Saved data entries
****************************************

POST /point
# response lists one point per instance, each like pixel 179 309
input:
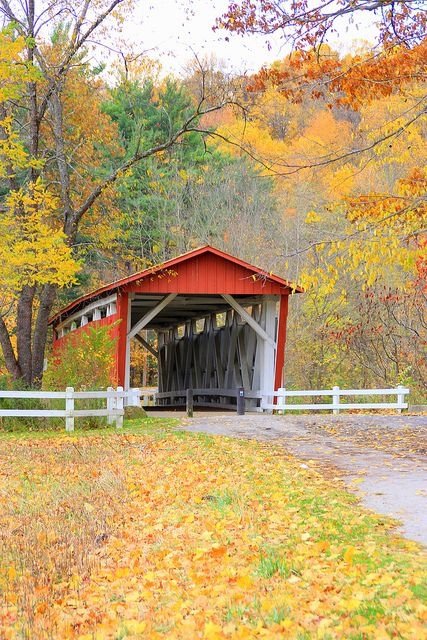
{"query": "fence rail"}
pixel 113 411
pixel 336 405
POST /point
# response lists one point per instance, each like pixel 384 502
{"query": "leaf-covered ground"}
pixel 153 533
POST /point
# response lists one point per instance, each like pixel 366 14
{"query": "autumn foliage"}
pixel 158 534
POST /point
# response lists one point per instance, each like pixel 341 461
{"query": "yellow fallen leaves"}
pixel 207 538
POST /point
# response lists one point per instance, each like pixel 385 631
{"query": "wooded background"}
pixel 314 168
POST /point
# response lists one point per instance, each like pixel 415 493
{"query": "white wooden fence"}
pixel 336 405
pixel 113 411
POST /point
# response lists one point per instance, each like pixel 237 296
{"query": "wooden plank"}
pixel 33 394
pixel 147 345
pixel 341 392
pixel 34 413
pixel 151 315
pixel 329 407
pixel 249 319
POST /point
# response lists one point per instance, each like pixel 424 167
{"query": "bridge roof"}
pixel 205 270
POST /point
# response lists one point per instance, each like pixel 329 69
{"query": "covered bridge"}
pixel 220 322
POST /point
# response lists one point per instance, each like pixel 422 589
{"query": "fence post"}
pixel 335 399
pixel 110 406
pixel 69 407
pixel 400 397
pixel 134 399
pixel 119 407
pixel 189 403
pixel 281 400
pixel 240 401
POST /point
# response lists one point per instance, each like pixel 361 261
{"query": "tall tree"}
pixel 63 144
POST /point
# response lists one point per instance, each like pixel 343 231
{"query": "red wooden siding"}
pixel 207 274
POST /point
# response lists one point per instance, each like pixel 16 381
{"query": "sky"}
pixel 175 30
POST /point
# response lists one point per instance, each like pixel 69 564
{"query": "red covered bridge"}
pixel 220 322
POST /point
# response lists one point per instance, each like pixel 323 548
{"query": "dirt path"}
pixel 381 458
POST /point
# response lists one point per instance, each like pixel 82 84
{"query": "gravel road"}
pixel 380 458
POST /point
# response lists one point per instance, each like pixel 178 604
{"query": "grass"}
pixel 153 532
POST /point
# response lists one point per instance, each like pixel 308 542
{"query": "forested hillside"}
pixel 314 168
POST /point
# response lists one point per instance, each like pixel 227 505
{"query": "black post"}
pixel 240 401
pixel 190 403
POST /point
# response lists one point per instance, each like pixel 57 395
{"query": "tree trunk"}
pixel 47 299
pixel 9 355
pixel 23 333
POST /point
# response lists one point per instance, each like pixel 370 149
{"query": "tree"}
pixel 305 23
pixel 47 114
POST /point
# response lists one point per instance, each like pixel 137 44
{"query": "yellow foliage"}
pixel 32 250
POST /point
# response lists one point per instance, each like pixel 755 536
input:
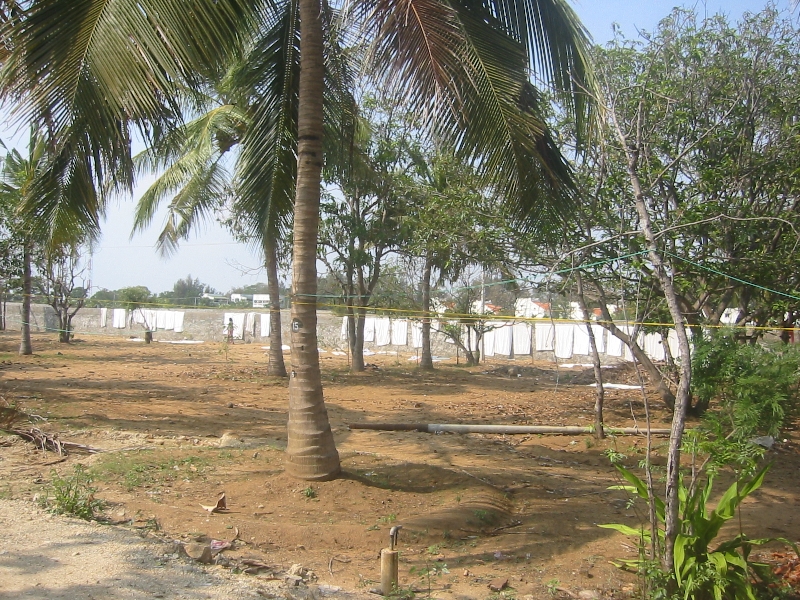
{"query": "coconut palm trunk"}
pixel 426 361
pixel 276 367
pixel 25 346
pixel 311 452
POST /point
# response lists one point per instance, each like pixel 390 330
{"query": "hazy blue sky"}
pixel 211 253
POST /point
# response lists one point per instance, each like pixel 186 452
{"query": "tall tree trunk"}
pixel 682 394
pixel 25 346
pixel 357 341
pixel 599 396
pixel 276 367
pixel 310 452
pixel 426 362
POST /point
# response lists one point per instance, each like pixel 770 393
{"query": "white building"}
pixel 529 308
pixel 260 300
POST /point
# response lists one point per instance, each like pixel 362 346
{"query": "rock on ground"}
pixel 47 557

****************************************

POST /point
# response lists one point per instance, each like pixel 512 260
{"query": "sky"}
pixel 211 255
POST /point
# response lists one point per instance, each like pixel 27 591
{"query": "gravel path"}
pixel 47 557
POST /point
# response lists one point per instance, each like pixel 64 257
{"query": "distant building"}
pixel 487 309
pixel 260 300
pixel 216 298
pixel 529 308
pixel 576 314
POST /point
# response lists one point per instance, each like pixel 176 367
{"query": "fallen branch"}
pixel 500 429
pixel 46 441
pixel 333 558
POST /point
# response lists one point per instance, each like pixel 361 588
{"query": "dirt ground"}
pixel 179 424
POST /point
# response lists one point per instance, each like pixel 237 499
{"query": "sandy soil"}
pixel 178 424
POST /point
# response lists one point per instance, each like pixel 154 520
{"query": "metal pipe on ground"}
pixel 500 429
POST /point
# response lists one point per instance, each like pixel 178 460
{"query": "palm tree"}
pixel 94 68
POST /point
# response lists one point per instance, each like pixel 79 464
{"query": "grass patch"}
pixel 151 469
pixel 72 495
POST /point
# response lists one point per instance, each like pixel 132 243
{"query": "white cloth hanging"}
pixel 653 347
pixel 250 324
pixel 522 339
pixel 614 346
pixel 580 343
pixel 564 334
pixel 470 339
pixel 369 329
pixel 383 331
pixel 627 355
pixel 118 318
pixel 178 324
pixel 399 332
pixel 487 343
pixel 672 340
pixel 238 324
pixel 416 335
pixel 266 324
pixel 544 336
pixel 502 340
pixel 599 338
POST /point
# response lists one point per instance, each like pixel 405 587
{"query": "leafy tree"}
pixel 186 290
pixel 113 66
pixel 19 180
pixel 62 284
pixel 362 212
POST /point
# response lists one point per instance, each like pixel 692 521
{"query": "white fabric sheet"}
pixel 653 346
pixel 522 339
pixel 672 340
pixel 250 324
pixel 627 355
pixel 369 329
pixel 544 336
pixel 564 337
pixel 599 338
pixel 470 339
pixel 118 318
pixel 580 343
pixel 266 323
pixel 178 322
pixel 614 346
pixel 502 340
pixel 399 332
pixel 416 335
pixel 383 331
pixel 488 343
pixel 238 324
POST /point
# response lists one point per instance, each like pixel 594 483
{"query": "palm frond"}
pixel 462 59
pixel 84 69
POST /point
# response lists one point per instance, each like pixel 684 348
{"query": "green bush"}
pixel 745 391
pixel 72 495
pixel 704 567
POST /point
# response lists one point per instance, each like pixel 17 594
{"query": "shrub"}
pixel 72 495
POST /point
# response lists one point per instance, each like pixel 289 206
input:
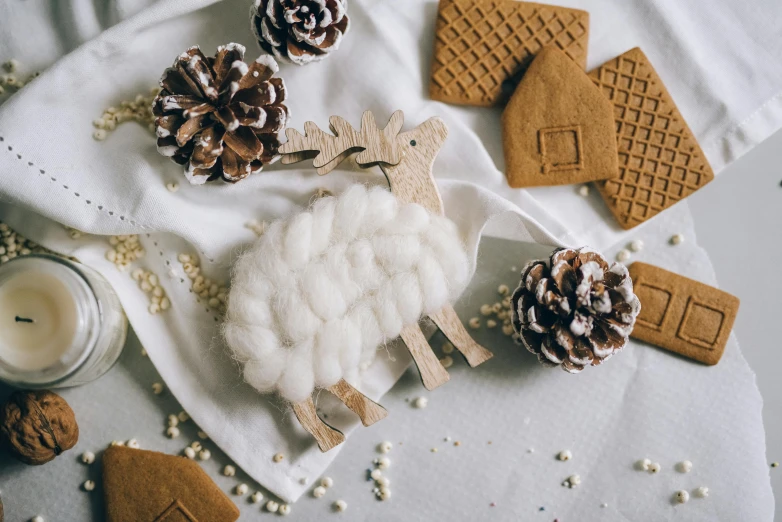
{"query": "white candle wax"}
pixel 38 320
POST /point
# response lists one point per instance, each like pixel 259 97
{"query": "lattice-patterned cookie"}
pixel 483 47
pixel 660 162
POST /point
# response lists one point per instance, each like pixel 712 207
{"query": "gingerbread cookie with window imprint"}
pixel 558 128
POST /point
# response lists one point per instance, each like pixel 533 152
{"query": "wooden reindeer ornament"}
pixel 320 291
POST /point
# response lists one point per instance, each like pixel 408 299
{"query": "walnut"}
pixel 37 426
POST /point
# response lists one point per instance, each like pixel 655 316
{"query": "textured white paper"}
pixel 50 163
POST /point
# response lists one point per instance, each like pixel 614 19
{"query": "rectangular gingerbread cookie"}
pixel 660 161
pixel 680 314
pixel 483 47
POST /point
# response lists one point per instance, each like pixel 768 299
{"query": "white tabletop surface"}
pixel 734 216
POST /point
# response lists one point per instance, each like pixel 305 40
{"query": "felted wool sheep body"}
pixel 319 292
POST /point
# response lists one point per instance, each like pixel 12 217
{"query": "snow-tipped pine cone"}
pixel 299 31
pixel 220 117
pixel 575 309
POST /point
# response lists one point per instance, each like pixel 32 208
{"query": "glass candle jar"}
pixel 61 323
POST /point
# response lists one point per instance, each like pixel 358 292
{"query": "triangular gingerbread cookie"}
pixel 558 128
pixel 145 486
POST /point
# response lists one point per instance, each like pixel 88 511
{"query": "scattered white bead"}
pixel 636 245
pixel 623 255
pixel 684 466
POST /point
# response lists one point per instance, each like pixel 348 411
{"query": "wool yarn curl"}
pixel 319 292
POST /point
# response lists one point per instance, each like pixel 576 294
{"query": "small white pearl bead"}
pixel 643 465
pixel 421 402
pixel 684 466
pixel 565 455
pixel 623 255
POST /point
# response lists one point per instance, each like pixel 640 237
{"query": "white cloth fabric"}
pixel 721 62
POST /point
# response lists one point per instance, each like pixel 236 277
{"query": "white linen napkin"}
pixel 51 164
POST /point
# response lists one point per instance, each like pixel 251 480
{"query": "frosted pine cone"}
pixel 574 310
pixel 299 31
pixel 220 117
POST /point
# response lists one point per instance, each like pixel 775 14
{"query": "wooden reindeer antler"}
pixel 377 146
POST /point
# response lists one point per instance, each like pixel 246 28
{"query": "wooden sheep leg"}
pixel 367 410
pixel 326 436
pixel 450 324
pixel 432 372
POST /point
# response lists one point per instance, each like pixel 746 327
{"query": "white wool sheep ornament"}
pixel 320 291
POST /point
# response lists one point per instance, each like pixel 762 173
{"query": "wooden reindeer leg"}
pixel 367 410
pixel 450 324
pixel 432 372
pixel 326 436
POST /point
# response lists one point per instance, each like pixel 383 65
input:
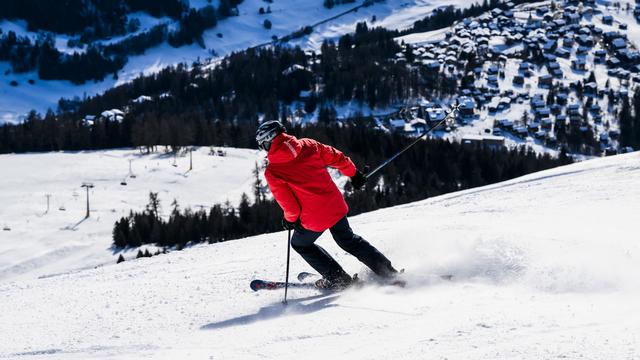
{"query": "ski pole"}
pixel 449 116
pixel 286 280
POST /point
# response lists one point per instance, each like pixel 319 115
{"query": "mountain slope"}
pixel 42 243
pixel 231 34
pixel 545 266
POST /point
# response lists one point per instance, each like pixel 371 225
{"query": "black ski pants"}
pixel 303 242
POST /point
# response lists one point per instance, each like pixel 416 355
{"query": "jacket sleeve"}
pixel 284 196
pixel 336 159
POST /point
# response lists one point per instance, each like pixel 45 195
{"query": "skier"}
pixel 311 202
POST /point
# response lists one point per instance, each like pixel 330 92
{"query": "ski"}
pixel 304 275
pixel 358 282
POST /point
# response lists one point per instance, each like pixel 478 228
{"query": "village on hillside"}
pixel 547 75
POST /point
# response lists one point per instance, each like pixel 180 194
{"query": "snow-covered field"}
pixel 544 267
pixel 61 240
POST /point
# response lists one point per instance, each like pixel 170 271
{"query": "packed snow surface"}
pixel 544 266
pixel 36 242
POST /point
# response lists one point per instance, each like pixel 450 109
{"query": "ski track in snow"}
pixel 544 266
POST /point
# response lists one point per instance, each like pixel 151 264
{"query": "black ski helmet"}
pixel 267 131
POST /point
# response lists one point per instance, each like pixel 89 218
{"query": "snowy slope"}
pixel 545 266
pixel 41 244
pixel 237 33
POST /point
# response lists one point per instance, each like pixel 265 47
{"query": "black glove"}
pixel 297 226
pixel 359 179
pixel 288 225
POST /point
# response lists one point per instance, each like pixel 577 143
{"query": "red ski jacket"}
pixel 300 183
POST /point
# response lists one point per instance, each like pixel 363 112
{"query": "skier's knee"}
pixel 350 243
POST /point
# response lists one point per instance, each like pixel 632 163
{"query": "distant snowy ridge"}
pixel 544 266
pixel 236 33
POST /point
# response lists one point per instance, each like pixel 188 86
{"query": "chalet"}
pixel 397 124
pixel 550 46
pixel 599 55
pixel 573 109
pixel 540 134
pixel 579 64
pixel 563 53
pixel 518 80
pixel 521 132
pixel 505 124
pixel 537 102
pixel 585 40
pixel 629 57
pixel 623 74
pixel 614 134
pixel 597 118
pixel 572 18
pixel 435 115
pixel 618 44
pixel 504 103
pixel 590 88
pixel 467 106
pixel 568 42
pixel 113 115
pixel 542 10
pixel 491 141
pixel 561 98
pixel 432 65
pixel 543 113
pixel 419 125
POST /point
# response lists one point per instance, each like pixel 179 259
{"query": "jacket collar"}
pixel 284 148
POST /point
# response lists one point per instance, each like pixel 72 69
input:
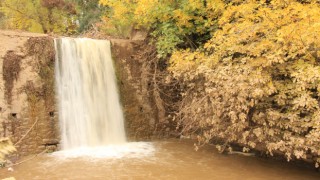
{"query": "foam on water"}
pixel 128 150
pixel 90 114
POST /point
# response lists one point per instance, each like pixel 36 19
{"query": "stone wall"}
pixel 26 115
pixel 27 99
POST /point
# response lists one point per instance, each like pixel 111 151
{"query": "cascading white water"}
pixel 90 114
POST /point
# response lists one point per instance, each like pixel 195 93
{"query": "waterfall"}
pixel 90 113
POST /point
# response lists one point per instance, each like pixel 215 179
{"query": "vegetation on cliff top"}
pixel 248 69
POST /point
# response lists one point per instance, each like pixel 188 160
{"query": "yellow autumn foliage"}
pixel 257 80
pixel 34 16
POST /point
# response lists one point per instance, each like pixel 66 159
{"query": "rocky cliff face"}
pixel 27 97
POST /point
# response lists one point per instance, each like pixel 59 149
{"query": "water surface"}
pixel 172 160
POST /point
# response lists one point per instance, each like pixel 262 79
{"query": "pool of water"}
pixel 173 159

****************************************

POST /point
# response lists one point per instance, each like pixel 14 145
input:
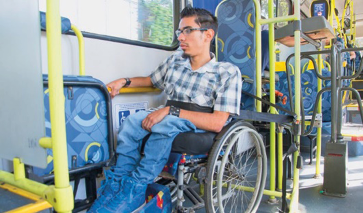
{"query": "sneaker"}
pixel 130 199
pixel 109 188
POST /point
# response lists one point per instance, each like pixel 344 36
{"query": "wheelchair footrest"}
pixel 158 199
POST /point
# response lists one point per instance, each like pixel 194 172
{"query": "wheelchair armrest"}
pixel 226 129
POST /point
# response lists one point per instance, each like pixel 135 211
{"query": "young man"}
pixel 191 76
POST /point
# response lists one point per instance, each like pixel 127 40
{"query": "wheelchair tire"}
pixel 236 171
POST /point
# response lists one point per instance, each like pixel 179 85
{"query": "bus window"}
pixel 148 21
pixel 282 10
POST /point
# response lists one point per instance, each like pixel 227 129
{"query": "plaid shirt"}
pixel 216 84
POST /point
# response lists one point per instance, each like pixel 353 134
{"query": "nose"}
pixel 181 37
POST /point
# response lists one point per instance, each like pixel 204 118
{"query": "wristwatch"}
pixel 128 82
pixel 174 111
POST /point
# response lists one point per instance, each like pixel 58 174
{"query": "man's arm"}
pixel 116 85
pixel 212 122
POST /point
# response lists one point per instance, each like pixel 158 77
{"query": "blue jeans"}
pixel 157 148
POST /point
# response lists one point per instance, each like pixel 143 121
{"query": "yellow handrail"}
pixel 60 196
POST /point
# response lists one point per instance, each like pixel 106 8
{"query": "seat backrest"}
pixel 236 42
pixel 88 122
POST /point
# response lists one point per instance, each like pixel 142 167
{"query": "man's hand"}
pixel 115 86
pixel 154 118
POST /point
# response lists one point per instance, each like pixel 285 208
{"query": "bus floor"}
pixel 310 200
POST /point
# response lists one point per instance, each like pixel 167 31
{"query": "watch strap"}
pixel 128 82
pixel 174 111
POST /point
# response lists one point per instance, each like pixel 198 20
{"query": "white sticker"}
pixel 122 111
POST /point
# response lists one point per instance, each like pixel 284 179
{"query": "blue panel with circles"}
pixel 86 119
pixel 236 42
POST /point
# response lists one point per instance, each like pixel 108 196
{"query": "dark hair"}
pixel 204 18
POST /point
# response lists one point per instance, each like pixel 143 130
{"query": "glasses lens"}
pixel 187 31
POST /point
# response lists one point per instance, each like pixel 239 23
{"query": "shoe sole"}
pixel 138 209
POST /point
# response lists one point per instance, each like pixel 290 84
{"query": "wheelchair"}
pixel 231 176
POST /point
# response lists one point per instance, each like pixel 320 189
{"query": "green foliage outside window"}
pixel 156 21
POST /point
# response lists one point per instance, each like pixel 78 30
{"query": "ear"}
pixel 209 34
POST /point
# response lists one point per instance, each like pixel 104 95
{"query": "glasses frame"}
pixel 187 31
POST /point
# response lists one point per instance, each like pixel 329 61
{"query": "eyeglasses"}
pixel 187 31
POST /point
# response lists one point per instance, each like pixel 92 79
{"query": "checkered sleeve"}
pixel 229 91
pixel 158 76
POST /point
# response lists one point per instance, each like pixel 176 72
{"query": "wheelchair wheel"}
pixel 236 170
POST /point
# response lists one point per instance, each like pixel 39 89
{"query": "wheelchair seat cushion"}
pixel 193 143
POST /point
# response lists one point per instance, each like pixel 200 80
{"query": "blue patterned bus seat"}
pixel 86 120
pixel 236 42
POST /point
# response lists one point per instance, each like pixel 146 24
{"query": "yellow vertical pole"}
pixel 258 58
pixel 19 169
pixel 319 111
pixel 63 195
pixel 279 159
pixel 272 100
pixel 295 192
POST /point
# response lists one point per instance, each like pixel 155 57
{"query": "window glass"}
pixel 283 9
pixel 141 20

****************************************

◆ TASK TO COMPLETE
Report every line in the material above that contains the string "sleeve", treating uppercase and lowercase as different.

◆ EXERCISE SOLUTION
{"query": "jacket sleeve"}
{"query": "checkered sleeve"}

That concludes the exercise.